=== Available records ===

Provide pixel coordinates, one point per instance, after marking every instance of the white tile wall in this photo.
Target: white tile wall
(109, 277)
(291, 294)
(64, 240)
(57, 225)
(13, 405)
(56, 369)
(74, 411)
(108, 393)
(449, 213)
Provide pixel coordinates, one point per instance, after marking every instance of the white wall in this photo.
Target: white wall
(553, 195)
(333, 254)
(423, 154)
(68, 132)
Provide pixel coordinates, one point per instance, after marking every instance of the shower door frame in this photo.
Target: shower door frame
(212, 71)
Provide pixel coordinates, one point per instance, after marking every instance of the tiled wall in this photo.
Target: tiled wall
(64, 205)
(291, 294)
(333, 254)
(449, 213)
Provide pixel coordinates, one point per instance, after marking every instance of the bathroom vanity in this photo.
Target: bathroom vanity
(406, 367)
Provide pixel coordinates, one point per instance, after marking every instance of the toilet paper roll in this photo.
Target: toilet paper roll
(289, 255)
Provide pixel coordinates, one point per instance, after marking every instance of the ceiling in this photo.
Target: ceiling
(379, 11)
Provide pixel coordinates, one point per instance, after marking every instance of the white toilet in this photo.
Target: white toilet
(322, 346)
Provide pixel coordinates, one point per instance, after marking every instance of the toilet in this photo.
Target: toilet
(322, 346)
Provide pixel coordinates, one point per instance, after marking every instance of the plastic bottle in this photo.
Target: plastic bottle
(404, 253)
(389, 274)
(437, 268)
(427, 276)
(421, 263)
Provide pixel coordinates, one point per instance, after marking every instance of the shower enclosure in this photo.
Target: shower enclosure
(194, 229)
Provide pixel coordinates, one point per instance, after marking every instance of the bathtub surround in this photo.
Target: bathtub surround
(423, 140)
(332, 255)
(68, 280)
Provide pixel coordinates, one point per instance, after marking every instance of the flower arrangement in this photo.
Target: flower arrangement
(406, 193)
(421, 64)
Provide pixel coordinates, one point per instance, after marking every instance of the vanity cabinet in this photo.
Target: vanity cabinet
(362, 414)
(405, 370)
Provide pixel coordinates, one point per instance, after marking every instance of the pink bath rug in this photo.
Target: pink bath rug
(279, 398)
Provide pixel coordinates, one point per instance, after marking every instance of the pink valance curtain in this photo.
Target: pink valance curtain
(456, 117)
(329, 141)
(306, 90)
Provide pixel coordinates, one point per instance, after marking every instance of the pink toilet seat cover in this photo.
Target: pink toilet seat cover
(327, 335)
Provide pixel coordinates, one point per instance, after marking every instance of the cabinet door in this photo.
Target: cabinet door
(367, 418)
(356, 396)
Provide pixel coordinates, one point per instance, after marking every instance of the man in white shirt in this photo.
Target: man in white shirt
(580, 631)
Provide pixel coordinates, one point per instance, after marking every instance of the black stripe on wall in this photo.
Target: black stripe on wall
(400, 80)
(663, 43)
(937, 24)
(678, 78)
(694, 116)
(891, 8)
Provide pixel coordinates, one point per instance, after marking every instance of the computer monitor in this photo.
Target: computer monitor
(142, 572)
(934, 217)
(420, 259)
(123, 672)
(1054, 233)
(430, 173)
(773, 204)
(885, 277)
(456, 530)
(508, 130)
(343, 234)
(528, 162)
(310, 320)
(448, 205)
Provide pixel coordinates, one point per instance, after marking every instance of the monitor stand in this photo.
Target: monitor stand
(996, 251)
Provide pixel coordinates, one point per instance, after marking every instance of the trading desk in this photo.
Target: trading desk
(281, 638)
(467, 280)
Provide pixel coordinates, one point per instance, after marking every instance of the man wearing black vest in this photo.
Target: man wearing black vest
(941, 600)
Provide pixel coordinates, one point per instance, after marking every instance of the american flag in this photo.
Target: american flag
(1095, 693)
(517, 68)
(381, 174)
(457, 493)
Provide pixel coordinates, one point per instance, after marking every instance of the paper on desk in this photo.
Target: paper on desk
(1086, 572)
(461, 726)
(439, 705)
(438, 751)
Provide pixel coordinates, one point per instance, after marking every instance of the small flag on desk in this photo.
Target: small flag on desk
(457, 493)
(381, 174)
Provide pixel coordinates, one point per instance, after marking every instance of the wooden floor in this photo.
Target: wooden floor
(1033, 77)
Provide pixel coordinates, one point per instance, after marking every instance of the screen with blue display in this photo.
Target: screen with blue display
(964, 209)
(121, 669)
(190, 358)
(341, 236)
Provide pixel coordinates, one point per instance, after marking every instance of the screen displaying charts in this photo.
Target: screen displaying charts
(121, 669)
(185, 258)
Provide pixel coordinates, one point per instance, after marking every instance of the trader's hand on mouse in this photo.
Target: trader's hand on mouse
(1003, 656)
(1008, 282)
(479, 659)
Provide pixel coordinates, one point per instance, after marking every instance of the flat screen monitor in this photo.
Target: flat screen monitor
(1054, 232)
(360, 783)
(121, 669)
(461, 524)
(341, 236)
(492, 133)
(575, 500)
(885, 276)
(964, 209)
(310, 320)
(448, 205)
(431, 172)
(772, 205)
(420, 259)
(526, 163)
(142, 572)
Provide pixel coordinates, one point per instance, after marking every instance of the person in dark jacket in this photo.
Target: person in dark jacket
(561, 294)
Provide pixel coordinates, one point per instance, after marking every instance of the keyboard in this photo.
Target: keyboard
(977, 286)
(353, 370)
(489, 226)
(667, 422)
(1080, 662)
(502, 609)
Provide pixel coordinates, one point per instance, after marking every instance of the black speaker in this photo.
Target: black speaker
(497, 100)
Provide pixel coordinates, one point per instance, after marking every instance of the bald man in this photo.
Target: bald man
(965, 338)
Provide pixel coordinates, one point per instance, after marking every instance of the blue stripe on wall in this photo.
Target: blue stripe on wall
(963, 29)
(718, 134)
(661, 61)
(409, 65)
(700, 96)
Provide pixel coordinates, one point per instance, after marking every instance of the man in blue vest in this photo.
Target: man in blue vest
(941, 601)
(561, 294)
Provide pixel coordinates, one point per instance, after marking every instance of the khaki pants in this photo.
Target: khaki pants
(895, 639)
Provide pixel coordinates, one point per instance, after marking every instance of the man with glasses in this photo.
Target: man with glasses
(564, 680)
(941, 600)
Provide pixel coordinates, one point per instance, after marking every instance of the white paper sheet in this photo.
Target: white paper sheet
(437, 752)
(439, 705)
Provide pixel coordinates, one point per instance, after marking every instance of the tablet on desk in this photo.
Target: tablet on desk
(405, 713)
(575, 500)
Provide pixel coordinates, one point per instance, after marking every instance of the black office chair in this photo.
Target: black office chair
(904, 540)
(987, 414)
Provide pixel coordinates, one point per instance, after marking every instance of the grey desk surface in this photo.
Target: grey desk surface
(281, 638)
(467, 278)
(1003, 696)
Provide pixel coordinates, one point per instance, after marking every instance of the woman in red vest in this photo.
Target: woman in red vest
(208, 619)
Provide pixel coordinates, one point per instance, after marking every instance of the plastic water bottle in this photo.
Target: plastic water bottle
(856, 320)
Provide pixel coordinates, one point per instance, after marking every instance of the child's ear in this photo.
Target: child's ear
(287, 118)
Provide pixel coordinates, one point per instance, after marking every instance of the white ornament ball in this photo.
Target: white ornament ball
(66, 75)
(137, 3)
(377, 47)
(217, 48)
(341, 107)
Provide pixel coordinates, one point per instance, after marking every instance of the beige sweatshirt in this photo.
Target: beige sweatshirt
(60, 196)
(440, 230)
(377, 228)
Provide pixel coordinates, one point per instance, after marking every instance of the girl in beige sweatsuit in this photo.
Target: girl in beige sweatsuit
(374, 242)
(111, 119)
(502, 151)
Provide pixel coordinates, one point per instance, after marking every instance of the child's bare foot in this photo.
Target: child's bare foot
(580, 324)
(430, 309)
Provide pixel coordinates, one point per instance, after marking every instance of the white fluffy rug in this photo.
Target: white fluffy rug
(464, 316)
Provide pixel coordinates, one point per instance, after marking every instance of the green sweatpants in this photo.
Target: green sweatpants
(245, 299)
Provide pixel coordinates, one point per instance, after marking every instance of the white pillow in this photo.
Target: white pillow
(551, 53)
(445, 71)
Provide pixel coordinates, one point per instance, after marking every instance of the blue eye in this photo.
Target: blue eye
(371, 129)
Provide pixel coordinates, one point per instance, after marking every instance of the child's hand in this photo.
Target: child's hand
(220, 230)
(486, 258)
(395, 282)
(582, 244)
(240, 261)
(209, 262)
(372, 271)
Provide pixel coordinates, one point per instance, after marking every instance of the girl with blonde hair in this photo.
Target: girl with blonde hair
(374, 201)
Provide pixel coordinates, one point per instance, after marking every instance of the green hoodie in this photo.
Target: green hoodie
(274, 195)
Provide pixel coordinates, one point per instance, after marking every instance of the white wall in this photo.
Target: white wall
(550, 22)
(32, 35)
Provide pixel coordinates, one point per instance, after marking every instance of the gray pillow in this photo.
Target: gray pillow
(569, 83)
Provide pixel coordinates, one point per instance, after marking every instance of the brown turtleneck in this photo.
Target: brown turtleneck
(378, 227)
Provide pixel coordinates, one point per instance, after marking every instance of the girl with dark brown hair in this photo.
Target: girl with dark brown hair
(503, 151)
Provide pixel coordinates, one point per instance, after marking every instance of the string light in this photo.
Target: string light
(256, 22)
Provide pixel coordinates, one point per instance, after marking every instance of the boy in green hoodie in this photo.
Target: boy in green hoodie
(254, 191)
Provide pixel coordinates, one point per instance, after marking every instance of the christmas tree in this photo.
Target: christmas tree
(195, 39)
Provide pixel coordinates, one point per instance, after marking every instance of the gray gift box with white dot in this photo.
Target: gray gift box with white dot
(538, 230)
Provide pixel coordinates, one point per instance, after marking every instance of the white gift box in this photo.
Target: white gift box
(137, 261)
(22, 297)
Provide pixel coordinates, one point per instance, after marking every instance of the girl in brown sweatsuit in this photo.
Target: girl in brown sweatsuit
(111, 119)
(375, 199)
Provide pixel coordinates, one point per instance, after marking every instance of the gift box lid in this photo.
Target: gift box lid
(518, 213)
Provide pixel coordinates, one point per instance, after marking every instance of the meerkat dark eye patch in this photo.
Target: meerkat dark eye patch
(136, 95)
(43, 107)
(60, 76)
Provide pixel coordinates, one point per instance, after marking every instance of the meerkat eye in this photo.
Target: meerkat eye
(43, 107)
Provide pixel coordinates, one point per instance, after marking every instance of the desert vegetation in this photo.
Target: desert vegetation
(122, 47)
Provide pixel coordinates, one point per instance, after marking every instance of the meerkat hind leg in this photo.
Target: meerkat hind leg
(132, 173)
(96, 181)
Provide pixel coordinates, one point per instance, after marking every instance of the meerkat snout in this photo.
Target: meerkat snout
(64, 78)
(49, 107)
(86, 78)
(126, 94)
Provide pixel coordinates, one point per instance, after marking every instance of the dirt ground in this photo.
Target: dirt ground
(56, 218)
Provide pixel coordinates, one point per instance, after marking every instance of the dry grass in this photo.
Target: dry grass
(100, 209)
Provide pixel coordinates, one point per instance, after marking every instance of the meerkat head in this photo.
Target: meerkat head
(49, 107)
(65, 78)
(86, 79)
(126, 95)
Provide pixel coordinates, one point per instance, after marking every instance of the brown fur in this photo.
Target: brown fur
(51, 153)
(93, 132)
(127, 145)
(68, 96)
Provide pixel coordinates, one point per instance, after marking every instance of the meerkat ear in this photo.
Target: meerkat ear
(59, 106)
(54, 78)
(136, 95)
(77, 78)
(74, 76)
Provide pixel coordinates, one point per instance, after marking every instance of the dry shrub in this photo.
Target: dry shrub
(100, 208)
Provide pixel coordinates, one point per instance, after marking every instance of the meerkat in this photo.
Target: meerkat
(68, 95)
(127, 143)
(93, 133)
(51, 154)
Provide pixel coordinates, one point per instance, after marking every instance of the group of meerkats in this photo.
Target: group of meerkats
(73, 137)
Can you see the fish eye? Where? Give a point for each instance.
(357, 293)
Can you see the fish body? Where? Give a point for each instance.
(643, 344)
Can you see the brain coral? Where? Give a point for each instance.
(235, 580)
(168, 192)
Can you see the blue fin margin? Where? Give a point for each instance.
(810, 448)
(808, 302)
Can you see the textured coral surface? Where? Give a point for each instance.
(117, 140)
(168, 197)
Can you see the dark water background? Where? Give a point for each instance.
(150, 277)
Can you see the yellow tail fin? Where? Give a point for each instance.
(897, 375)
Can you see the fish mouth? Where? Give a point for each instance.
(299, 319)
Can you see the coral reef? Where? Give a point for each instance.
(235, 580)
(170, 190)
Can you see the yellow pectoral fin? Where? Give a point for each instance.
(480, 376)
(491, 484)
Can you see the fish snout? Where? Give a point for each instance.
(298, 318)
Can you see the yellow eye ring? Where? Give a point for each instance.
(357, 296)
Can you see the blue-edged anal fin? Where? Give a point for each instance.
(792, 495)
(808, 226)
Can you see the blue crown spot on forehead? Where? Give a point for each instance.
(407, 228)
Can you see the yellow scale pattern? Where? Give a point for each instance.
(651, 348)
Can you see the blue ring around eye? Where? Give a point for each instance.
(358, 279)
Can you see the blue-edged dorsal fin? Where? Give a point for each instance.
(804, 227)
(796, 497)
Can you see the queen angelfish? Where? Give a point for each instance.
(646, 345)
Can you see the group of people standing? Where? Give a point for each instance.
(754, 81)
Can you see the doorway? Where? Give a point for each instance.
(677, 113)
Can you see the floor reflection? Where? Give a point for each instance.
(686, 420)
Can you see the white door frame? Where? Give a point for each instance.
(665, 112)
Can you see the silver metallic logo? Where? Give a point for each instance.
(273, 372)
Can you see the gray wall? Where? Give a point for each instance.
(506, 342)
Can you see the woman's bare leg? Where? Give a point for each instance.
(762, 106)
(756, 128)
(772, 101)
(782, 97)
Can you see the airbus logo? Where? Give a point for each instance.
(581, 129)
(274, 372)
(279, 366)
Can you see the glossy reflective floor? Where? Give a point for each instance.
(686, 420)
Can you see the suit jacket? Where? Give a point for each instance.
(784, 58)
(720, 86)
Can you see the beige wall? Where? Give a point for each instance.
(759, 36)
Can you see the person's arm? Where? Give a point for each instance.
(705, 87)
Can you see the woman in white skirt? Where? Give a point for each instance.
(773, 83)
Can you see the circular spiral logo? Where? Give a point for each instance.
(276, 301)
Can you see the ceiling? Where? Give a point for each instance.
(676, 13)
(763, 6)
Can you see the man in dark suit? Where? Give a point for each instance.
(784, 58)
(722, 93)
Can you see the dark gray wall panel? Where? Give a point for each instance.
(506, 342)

=== Objective ===
The line containing "Can you see the silver" and every line after it, through the end of the records, should be repeated exactly and alone.

=== Expected answer ===
Can you see the silver metallic logo? Where? Give a point for each instance.
(273, 372)
Can you see the gray wall? Where? Give a point for each instance.
(506, 342)
Can you see the woman's bare leg? Where? Give a point for each instance.
(762, 106)
(756, 128)
(772, 101)
(782, 97)
Can you see the airbus logo? Where? Give a point for each instance.
(581, 129)
(274, 372)
(279, 366)
Can you see the glossy reflective floor? Where? Give a point for each instance.
(686, 420)
Can you see the suit jacket? Where? Give a point for each instance.
(784, 58)
(720, 86)
Can you see the beige wall? Where? Give a point for each instance.
(759, 36)
Can you see the person's arm? Where? Give a point for each instance.
(705, 87)
Can you see the woman in white skirt? Where? Give a point for each instance.
(773, 83)
Can you see the circular spiral logo? Where? Give a point for each instance.
(276, 301)
Can you see the ceiling? Where? Give a point for each instance.
(676, 13)
(763, 6)
Can you see the man in dark suit? Where? Give a point for each instance.
(784, 58)
(722, 93)
Can you see the dark gray wall panel? Where? Give a point for each instance.
(506, 342)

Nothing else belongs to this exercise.